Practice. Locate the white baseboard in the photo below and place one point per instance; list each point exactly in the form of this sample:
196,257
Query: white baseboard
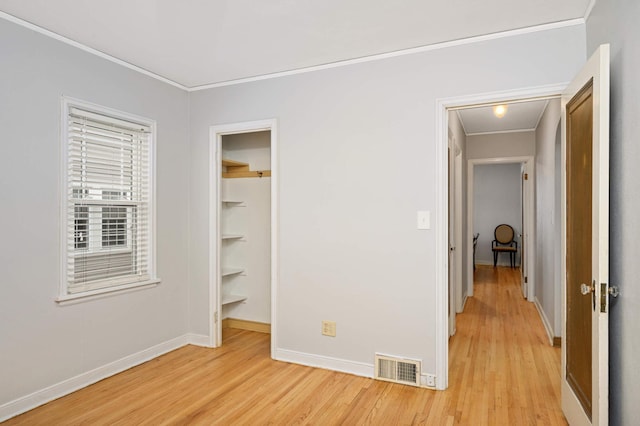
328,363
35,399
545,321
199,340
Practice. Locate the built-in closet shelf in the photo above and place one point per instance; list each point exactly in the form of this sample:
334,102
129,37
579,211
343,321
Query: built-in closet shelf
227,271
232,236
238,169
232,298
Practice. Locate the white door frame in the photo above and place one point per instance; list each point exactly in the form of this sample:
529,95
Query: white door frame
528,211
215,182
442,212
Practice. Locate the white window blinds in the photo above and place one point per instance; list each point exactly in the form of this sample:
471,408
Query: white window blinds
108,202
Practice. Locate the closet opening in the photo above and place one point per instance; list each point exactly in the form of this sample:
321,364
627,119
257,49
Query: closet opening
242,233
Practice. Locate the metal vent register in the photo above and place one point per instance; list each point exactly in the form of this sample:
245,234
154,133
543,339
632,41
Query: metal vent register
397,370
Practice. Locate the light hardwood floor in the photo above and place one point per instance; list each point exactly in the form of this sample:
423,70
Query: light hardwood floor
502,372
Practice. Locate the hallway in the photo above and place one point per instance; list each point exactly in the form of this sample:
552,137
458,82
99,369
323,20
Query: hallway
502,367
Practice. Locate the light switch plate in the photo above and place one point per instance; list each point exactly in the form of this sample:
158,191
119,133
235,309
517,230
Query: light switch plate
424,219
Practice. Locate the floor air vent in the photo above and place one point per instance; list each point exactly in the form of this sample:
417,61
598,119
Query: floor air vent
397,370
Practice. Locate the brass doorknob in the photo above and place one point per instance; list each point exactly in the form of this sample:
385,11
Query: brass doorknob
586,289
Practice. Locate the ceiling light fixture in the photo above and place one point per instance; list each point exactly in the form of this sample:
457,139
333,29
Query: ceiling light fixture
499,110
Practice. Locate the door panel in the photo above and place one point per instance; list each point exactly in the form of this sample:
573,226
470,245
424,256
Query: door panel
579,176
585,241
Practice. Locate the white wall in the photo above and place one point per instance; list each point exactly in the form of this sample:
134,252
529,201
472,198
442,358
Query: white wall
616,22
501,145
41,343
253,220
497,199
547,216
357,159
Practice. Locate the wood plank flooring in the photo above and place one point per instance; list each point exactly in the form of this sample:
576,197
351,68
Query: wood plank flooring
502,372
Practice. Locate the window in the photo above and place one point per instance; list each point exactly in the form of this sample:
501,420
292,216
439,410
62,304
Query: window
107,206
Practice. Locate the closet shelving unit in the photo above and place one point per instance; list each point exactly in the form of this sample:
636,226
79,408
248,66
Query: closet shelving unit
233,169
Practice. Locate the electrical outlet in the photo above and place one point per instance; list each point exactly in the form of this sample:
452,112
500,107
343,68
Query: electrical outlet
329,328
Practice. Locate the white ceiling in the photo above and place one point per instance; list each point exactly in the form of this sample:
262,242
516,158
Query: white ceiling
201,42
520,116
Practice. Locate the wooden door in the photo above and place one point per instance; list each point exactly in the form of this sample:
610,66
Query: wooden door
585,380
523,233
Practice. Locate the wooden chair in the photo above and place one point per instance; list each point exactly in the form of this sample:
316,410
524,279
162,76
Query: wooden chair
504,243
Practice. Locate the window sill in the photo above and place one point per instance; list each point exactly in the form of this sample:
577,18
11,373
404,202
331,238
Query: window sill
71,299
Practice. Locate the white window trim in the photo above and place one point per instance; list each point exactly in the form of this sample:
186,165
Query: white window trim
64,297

==

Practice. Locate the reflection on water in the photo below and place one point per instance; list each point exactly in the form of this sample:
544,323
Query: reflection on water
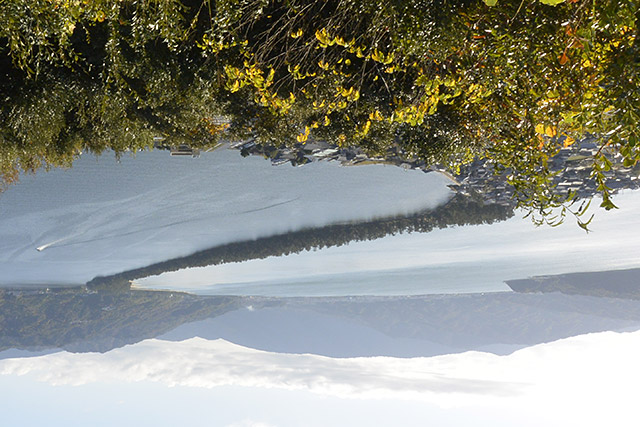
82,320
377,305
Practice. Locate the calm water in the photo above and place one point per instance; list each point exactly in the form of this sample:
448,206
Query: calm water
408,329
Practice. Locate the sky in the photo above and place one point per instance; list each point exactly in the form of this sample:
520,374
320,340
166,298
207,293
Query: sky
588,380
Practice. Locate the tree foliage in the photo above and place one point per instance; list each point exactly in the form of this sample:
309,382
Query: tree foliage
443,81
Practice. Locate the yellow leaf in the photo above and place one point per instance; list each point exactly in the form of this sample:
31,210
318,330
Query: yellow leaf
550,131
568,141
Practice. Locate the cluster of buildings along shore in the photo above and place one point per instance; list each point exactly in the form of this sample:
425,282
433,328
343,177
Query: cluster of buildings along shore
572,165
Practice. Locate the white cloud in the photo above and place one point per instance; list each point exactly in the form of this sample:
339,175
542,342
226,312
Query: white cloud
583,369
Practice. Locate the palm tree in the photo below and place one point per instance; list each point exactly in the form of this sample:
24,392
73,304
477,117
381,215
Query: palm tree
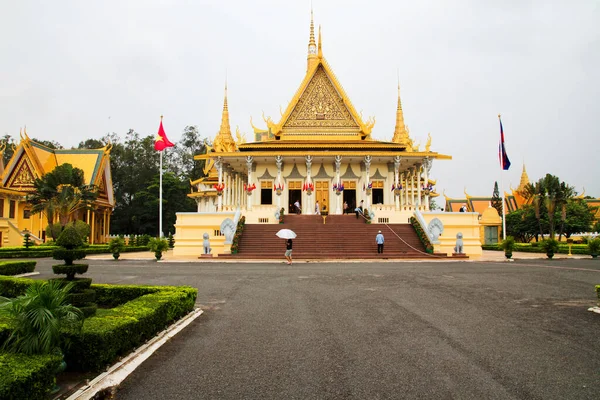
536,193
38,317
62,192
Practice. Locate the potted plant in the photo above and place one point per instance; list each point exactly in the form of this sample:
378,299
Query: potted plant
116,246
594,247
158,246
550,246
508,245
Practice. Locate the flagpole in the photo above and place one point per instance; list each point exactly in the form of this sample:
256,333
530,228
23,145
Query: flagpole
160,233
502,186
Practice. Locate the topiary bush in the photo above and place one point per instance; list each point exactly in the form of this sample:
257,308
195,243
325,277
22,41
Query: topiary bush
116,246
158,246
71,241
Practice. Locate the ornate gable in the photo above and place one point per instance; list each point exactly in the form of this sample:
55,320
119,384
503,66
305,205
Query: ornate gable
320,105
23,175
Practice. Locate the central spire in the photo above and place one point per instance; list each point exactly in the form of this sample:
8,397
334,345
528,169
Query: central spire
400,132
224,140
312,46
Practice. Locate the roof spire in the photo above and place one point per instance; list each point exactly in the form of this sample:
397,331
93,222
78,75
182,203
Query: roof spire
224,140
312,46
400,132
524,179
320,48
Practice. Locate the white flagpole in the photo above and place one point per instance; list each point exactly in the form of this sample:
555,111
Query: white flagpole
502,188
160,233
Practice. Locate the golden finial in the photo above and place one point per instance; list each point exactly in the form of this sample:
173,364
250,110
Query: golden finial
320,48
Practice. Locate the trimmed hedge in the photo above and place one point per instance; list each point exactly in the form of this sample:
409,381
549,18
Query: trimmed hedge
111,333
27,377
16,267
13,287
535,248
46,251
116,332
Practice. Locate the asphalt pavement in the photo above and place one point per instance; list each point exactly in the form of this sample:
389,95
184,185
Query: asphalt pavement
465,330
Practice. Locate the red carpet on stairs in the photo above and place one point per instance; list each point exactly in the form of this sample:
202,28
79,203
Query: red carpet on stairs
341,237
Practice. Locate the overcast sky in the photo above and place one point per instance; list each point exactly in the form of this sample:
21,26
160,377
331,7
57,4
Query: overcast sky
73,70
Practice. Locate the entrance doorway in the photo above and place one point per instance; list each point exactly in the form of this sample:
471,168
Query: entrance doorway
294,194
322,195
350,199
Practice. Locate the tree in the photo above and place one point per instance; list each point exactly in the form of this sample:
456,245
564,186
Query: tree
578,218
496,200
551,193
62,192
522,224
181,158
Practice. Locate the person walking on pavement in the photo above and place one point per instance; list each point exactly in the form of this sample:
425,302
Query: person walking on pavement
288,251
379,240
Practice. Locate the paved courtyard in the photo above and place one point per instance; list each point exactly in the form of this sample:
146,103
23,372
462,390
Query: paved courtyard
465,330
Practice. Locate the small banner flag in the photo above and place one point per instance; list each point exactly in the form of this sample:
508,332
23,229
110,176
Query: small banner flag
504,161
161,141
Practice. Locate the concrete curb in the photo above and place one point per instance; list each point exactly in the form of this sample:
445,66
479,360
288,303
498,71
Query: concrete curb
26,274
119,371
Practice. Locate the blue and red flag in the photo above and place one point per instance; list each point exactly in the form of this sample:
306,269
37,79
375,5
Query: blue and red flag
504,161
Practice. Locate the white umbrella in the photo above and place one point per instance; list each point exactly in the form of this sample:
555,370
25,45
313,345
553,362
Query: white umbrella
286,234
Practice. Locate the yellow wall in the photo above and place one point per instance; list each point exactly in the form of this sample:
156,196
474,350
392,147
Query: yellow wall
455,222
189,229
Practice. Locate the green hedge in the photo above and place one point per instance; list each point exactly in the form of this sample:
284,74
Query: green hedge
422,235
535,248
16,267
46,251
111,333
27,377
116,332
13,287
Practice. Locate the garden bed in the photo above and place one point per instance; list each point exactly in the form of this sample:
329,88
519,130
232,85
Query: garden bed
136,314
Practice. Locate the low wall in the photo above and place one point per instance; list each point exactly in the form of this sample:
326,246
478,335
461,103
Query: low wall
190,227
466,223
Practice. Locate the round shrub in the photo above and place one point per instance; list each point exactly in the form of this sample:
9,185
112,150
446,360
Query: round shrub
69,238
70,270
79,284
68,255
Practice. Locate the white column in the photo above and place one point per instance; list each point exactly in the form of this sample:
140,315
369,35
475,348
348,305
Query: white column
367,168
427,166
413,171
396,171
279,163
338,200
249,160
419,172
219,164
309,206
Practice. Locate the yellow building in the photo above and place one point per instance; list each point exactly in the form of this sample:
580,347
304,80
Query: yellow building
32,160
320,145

• [PROBLEM TO WORK ON]:
Which lines in the data above contain the word "register", with case counting? Gather each of them, copied in full.

• [ANSWER FOR THIS EXERCISE]:
Practice. Locate the metal vent register in the photo above and place one point per instance; list each point exactly in the form of this sample:
Query: metal vent register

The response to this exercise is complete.